→ **WHAT IS BEING ASKED**: For each line below that holds "shirt", return the line as it stands.
BEGIN GIVEN RECORDS
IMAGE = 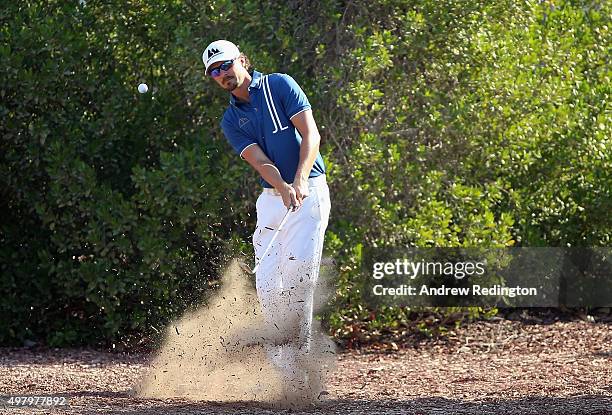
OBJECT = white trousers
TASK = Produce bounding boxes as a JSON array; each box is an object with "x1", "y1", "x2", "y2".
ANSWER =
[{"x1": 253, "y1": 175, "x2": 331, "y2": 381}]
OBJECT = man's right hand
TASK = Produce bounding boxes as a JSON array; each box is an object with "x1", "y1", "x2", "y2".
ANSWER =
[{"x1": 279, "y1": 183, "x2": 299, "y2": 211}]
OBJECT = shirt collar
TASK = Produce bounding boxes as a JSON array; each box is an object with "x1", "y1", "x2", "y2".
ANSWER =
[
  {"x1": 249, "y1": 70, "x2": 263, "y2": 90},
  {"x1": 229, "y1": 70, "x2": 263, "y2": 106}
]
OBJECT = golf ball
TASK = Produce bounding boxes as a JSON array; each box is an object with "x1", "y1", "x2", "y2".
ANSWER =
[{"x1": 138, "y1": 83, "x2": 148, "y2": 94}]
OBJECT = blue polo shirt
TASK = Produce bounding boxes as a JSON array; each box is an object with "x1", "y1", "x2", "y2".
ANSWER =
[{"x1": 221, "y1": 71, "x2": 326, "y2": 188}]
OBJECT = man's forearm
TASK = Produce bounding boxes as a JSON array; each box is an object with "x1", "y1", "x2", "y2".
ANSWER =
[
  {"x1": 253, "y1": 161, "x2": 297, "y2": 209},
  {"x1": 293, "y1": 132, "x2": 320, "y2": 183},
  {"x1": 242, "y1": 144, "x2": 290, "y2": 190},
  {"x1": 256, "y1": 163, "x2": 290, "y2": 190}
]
END GIVEN RECORDS
BEGIN GIVEN RECORDS
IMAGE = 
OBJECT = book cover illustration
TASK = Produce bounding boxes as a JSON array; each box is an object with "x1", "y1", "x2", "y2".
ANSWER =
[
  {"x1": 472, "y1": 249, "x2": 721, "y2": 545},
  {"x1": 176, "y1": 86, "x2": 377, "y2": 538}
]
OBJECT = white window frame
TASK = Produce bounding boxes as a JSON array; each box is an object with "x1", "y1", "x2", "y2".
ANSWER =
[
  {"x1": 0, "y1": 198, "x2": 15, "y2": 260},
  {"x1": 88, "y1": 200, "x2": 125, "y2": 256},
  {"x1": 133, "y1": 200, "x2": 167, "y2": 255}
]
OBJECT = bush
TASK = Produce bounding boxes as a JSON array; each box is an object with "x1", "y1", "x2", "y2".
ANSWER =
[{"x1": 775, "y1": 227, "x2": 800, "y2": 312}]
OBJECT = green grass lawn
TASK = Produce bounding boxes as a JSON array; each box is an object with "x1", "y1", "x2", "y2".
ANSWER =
END GIVEN RECORDS
→ **EXPECTED ANSWER**:
OBJECT = shirt collar
OBJECT = blue polo shirt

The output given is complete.